↓
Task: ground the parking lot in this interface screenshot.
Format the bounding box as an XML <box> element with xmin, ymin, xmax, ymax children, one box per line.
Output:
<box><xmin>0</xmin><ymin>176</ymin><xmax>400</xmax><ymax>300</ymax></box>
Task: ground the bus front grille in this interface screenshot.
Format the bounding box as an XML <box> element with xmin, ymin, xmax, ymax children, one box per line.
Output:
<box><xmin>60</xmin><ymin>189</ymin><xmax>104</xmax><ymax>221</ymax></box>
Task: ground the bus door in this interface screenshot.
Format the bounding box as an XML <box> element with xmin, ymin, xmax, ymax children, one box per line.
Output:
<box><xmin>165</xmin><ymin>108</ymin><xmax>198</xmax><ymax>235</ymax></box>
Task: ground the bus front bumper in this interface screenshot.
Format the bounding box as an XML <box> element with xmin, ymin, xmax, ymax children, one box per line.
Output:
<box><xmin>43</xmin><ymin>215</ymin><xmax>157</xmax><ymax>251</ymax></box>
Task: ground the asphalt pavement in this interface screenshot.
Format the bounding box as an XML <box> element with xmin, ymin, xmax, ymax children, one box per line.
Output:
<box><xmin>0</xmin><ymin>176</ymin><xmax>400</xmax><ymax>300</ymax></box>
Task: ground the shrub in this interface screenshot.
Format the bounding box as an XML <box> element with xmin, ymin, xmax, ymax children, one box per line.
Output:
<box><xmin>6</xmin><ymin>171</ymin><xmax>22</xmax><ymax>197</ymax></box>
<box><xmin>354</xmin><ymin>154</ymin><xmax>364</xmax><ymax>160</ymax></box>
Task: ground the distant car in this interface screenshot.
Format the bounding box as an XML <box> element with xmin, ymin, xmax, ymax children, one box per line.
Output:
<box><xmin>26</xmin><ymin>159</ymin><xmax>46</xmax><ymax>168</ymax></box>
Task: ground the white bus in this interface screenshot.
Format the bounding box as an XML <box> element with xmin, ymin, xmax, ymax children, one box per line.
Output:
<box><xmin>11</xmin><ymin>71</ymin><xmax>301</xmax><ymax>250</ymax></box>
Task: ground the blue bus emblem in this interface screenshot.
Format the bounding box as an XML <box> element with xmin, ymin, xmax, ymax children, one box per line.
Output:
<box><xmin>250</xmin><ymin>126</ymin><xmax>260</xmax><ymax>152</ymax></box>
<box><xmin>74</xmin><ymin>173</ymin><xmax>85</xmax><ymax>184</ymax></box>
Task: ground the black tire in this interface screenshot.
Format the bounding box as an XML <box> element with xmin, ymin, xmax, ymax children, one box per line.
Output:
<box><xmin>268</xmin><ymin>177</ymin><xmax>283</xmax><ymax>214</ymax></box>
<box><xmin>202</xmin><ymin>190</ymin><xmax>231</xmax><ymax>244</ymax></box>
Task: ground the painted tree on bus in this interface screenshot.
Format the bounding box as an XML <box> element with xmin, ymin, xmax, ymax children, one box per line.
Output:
↑
- WHAT YOU NEED TO DO -
Retype without alteration the lines from the one containing "Task: ground the painted" through the final line above.

- RESULT FOR THIS EXERCISE -
Task: ground the painted tree on bus in this interface screenshot.
Format the bounding box as an XML <box> element with xmin, ymin, xmax, ymax children, one box per line.
Output:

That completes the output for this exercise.